Nothing before the line containing "the stone curb" belongs in the answer; quote that line and all lines after it through the end of the material, word for word.

(Dataset rows on where objects appear)
--- START ---

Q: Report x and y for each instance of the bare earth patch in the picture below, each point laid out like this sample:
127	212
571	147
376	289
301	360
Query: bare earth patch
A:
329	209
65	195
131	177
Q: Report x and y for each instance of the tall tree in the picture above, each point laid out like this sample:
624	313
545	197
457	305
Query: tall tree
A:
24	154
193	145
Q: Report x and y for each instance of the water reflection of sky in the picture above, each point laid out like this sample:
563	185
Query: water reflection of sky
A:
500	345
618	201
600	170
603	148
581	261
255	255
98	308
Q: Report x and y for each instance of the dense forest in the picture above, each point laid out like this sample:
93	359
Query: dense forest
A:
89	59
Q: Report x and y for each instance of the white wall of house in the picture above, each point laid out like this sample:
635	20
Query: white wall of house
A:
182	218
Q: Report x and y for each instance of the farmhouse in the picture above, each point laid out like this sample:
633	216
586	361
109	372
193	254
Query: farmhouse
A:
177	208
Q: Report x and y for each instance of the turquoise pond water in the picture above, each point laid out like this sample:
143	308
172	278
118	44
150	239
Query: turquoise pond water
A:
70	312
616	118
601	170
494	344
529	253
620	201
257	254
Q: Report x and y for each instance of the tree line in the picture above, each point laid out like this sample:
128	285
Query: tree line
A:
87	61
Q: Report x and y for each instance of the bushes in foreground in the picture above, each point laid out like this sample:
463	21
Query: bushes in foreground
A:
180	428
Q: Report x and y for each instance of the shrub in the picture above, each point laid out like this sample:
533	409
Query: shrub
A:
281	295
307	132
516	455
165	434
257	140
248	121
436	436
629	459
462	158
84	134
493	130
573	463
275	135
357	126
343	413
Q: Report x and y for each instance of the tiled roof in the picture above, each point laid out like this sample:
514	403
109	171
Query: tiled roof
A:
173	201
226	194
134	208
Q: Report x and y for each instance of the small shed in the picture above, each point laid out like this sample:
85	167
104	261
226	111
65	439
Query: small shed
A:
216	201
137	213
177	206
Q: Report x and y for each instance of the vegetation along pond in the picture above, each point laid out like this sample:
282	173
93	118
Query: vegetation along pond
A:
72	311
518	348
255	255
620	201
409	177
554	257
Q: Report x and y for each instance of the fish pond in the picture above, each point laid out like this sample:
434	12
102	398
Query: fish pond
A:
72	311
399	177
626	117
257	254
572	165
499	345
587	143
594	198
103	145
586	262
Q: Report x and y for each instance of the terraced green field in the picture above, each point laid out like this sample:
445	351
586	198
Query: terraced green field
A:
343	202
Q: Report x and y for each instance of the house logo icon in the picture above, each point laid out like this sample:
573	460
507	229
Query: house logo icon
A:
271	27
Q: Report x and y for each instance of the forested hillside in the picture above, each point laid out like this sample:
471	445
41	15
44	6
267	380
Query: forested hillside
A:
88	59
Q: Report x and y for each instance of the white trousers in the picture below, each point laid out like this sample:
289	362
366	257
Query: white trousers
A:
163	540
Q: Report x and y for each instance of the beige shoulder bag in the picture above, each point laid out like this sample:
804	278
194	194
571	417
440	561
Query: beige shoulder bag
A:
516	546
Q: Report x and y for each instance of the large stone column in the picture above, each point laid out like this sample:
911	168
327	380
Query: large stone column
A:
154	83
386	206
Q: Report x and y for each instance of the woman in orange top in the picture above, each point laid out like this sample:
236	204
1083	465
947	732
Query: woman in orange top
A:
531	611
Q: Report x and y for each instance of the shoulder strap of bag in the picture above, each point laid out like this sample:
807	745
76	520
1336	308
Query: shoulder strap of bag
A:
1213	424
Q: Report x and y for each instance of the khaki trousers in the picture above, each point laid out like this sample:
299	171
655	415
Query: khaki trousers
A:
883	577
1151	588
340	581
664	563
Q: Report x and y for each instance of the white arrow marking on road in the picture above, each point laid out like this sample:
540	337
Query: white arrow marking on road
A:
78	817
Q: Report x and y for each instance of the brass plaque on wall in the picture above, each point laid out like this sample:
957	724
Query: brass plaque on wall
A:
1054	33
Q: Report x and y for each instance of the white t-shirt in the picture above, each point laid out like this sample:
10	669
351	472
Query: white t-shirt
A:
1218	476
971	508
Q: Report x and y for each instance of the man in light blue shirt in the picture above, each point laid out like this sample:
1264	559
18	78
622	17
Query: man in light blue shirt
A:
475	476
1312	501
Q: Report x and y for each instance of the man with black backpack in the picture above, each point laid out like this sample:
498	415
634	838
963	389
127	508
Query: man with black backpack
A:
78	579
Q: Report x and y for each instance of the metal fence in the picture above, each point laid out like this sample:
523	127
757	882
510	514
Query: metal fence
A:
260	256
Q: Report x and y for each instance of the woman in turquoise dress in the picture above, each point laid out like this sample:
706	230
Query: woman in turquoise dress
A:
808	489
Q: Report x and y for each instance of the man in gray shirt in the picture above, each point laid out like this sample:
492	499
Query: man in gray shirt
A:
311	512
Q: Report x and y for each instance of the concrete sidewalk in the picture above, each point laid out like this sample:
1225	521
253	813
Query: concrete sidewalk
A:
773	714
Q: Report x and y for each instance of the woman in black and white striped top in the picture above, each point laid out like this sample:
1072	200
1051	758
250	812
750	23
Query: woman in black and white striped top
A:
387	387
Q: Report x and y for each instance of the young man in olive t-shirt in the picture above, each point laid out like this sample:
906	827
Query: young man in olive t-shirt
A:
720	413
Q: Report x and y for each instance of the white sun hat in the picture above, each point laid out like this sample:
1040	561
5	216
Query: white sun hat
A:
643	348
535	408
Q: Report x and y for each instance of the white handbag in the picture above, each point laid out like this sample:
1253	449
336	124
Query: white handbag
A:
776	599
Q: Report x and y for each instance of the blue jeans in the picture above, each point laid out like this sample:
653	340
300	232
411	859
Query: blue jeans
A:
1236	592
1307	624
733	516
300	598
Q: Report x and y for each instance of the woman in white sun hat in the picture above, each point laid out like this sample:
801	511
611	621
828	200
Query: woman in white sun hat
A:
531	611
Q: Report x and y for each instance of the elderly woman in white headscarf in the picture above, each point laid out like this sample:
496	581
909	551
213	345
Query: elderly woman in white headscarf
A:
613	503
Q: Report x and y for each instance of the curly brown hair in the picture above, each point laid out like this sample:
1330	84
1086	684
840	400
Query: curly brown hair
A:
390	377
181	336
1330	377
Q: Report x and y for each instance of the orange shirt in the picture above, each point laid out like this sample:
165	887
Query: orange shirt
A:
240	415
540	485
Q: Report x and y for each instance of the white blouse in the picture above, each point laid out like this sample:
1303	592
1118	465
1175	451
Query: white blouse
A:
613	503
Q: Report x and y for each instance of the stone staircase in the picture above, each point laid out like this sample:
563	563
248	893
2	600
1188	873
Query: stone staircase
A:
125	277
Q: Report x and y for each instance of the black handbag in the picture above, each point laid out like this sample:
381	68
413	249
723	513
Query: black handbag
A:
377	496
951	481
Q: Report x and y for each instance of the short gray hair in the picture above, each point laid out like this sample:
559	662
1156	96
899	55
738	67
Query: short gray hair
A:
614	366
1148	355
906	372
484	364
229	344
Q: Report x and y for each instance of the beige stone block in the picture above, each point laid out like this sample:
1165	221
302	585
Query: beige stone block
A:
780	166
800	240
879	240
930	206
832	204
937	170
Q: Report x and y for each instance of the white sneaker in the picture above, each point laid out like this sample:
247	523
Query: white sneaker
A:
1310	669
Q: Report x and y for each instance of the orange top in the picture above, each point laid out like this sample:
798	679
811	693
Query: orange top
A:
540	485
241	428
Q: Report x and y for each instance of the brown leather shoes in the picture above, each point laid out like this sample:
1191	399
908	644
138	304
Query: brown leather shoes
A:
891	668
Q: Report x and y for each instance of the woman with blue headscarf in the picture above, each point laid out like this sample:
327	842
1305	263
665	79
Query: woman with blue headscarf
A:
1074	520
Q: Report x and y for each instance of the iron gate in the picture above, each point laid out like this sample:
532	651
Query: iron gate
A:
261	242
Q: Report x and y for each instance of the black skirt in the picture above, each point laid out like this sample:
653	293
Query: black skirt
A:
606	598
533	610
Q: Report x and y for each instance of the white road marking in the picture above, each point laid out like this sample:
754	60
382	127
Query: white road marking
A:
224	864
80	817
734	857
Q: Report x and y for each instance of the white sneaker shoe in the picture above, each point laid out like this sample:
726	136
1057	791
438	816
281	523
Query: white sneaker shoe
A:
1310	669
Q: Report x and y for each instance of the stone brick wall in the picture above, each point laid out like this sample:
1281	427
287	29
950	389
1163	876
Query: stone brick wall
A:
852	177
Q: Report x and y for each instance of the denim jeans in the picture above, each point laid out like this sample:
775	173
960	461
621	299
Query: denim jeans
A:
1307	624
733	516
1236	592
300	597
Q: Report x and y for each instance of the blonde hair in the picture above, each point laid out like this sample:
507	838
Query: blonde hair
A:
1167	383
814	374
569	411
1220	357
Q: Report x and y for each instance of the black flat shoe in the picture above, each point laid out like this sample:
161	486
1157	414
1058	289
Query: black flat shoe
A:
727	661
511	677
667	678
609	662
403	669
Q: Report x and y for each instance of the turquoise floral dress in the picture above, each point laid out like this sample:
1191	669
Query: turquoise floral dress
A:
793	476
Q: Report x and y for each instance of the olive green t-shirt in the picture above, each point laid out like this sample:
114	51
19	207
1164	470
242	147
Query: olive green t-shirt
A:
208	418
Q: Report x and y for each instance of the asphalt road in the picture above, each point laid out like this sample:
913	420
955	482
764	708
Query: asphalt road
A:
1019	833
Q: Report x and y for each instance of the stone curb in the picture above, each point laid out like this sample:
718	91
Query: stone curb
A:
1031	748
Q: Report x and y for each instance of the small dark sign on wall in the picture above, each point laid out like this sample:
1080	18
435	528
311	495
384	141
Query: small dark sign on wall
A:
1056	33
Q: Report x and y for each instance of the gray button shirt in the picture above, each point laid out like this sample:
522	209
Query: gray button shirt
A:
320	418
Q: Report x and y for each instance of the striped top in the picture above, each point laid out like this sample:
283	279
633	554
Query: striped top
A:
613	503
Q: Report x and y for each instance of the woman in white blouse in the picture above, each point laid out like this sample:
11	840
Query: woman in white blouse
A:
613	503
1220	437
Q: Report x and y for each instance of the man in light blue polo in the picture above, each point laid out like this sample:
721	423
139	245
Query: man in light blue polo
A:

--- END ---

◆ **CORRECT RESPONSE**
Q: Report x and y for each instance of the stone curb in the picture above, each point laid out like this sample:
718	91
Query: stone curb
A:
1031	748
Q: Report x and y for each instance of the small dark sign on wall in the picture above, each point laid out like this sample:
1080	18
435	528
311	495
384	141
Query: small dark sign on wall
A:
1056	33
Q: Report x and y for each instance of the gray button shirt in the picture above, each point laid out like this sample:
522	209
Query: gray button shirt
A:
320	418
Q: Report x and y for each instance of the striped top in the picture above, each point laid out like this sample:
283	279
633	554
Query: striped top
A:
613	503
Q: Report x and y for each instance of the woman in white blouse in the picture above, each point laid out like this sample:
11	840
Query: woman in white blouse
A:
613	503
1220	437
Q: Report x and y for each instance of the man in light blue polo in the picture above, each point laid out like this sample:
721	423
139	245
Query: man in light blue polo
A:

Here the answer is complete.